[Supplied material]

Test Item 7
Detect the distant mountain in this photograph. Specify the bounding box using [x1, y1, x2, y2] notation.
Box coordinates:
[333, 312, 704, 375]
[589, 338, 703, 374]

[/Supplied material]

### Work item
Go through the records above and repeat each one exactly.

### Result of the exercise
Test Item 7
Detect the distant mountain in this photograph. Specify the bounding box using [x1, y1, x2, y2] notation.
Box coordinates:
[333, 312, 704, 375]
[589, 338, 703, 374]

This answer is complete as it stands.